*** Opening of DOCUMENT SEGMENT ***

Alumni news
Reflecting on the Sussex Festival of Ideas
Posted on behalf of: School of Media, Arts and Humanities
Last updated: Thursday, 24 June 2021
Ed Hughes, Chair of the Sussex Festival of Ideas steering group, reflects on the inaugural festival:
Billed as “celebrating a host of contemporary ideas around documentary and film, music and creative practice, poetry and language, as well as the vital role of our local cultural institutions”, the inaugural Sussex Festival of Ideas took place from 9 to 12 June 2021.
The festival was conceived and organised by a team of staff and students within the School of Media, Arts and Humanities, led by Prof Mary Krell as Artistic Director. Its vision was to celebrate the research and ideas of the School’s staff and students in local, regional, national and global contexts.
The festival programme included 38 events (5 at the launch and 33 across the festival itself), which were all streamed live online. Several performance and panel events also took place with small, socially distanced in-person audiences, thanks to our collaboration with Attenborough Centre for the Creative Arts, the festival’s main partner.
Over the course of the festival we had over 1,000 attendees. This is a great result for any festival whose first year took place during a global pandemic. Audience engagement typically doubles for events available online afterwards and we hope to attract at least another 1,000 unique views. During the four days of the main festival there were over 4,000 unique visits to its website (up from just over 1,000 at the launch). One of the benefits of having the whole festival available online was that it gave us the opportunity to record events. There have already been several requests to view the archive recordings. We are currently liaising with everyone involved and in the coming weeks recordings will be posted on the festival website.
We also used the festival to showcase undergraduate student work in Media Production, Music and Drama, and we are adding Journalism in the coming weeks. This is the first time the showcases have been brought together in this way and something we will build on in the future. Please check out this student work, as it is of a very high standard.

*** Close of DOCUMENT SEGMENT ***
*** Opening of LISTED ENTRIES ***

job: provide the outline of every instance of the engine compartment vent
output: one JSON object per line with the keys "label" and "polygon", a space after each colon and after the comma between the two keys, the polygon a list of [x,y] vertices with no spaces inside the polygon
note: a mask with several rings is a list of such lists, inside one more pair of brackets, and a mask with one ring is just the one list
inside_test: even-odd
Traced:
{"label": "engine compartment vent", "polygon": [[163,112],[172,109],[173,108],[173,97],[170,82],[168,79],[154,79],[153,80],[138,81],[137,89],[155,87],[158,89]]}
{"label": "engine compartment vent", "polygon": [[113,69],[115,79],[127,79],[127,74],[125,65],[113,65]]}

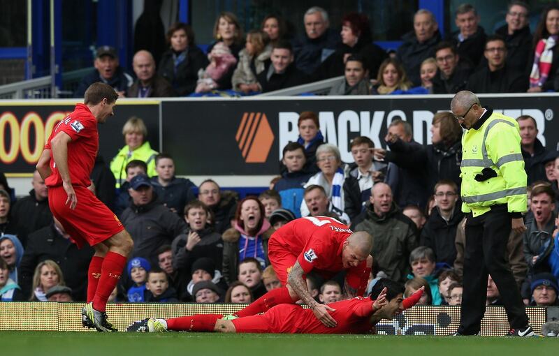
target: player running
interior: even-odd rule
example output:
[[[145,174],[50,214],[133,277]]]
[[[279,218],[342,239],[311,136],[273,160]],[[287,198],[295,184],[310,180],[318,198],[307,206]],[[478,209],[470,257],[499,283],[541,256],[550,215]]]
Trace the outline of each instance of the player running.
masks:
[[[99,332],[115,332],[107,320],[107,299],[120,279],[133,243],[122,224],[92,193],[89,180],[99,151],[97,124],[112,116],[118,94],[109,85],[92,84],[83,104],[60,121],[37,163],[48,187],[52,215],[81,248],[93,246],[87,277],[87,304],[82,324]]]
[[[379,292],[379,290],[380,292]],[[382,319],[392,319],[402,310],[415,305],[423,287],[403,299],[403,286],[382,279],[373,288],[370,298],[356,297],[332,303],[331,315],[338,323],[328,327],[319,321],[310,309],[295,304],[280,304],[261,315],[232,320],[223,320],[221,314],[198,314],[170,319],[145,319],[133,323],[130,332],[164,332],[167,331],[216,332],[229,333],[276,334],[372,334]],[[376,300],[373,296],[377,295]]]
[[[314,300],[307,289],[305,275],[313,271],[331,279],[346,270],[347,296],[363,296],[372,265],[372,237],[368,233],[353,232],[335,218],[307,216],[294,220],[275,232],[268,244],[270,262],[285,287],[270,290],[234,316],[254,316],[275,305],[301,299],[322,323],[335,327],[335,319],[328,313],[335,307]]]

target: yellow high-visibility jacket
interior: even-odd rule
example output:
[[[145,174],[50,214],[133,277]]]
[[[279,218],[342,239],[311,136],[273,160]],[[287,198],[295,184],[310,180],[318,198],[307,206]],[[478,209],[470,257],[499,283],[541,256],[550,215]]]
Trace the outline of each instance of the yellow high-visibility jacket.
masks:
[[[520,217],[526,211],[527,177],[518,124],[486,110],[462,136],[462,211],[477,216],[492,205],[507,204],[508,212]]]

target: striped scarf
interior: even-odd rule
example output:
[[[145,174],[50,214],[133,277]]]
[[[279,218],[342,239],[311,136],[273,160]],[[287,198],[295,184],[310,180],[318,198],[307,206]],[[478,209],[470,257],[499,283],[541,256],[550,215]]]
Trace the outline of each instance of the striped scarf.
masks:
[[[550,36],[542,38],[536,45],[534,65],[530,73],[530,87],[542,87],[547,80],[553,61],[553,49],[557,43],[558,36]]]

*** Close of LISTED ENTRIES ***

## EXERCISES
- a) List every undergraduate subject area whose student work the Sussex Festival of Ideas article says is showcased or will be added.
- b) In the Sussex Festival of Ideas article, what organization is named as the festival's main partner?
- c) Continue the Sussex Festival of Ideas article from the point where it stops.
The data has nothing to do with the Sussex Festival of Ideas article.

## TASK-BY-TASK OUTPUTS
- a) Media Production, Music, Drama, Journalism

- b) The Attenborough Centre for the Creative Arts.

- c)
Speaking about the relationship between the festival and Attenborough Centre for the Creative Arts, Laura McDermott, Creative Director, said: “Attenborough Centre for the Creative Arts is an integral part of the vision for Media, Arts and Humanities at the University. We support public engagement and connections between research and creative practice. It was good to collaborate with a wide range of colleagues and students, especially in this first year when the Festival of Ideas was being shaped and beginning to find its identity. The Festival of Ideas has an exciting future as a regular fixture in the annual calendar of events at the University.”
The diverse and lively programming, crossing and connecting all subject areas across the School, the engagement with and critical reflection on practice, and the investment in building up partners, are all likely to have been significant factors in contributing to success. With support from the School’s Higher Education Impact Fund (HEIF), an artist residency, Critical Pulse, was established and two external consultants, Marina Norris and Erin Barnes, have been engaged as Knowledge Exchange Framework (KEF) fellows to contribute to evaluating the festival and its potential for expanding reach and making new connections in the community. In addition, a postgraduate researcher (PGR) was recruited to report on cultural impacts, and three further PGRs were engaged to provide reflective reviews on selected events. Part of the festival review process will also consider its next steps and routes to sustainability.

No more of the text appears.